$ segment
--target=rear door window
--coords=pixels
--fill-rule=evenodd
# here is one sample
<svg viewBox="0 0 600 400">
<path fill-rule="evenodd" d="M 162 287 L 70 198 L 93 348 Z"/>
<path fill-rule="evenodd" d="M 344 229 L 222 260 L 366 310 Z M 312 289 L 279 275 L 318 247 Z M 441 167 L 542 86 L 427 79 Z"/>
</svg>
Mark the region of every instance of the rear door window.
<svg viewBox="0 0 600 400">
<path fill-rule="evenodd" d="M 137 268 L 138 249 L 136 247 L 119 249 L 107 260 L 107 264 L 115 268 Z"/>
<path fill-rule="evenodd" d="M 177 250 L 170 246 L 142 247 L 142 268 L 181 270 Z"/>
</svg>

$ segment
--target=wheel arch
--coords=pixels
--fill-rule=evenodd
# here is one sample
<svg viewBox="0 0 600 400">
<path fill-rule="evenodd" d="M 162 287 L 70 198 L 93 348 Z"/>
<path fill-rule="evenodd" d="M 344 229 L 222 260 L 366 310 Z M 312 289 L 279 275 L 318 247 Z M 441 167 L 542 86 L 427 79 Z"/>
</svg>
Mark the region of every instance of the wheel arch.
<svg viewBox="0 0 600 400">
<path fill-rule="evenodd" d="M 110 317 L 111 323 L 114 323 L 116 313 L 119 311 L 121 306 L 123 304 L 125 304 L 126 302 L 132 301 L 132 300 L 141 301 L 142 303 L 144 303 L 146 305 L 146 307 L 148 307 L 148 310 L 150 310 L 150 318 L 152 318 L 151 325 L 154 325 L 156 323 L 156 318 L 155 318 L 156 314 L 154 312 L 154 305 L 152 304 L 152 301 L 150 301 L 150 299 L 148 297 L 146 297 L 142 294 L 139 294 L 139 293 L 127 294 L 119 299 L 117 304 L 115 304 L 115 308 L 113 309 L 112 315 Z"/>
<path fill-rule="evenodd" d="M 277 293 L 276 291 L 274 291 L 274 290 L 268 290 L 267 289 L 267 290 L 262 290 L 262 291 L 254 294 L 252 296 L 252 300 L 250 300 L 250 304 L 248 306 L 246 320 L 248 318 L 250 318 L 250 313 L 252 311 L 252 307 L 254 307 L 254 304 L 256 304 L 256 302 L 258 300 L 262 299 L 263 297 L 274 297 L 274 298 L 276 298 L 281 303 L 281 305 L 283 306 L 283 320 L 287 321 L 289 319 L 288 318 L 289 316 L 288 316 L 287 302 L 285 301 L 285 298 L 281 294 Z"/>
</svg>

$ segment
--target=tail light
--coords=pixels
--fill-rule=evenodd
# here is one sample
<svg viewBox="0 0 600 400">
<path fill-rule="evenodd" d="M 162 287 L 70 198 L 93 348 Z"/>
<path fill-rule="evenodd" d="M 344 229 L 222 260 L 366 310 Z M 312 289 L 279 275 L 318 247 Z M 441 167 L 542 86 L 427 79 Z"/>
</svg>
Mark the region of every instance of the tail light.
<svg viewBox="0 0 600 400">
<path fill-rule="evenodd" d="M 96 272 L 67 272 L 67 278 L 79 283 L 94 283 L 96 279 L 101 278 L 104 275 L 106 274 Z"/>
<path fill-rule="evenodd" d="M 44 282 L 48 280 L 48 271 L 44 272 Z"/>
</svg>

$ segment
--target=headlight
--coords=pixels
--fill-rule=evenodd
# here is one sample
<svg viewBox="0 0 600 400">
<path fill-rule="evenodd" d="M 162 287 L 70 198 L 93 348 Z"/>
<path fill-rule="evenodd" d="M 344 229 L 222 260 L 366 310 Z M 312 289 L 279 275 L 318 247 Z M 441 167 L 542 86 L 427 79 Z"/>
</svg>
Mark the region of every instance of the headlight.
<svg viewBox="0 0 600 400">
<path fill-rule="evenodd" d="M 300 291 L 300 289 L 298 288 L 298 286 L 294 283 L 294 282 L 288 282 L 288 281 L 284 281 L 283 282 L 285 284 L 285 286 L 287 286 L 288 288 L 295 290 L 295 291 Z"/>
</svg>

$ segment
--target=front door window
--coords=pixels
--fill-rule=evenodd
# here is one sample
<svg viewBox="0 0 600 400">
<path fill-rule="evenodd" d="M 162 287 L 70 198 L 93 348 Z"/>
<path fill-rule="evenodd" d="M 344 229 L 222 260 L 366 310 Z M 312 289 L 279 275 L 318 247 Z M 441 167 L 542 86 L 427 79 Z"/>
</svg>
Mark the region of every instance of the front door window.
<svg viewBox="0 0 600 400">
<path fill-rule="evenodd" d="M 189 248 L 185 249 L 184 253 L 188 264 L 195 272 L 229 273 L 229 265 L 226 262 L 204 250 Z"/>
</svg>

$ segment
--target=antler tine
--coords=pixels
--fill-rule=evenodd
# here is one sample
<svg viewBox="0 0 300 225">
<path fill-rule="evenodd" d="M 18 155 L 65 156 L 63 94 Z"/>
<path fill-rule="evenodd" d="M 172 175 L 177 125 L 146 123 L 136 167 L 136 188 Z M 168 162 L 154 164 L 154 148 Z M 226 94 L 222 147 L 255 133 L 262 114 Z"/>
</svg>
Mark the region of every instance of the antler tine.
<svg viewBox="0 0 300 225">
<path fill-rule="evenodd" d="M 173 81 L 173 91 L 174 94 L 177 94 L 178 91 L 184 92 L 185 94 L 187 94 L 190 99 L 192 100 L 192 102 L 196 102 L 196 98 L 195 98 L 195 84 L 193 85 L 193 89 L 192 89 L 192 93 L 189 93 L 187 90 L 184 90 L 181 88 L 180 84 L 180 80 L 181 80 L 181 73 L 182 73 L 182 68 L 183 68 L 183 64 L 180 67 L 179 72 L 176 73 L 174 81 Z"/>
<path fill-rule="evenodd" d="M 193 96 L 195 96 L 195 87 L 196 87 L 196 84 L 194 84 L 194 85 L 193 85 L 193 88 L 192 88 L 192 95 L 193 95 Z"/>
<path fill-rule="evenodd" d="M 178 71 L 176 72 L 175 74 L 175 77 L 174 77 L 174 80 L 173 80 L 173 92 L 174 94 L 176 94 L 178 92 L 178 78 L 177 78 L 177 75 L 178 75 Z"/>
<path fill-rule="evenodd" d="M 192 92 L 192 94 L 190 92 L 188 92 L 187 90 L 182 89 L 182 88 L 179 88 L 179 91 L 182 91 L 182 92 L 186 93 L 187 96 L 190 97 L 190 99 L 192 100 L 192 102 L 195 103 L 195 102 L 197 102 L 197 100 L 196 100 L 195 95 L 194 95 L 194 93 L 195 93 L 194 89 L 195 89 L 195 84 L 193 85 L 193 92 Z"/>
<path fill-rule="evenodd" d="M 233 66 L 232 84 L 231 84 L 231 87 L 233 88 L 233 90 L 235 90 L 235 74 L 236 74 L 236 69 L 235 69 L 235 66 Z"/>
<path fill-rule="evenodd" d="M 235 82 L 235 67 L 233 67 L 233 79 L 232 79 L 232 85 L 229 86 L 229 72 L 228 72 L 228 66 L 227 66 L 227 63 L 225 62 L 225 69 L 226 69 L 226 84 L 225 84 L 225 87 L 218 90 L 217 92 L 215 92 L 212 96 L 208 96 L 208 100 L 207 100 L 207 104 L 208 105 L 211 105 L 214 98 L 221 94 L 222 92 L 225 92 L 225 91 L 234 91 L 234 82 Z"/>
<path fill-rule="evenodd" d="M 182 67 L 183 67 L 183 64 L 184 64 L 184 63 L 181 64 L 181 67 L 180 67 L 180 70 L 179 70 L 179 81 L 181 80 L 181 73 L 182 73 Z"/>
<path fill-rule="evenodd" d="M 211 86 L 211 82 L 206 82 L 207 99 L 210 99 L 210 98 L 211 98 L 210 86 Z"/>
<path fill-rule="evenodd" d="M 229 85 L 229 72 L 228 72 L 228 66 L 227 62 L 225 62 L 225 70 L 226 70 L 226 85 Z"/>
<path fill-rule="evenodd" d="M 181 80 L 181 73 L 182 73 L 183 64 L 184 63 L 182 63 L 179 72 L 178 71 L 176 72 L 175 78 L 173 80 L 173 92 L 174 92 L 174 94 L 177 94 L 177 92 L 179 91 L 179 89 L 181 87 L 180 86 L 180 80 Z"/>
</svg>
•••
Task details >> Show each line in the data where the string "target" appears.

Task result >>
--target=rear door window
--target=wheel arch
--target=tail light
--target=headlight
--target=front door window
--target=antler tine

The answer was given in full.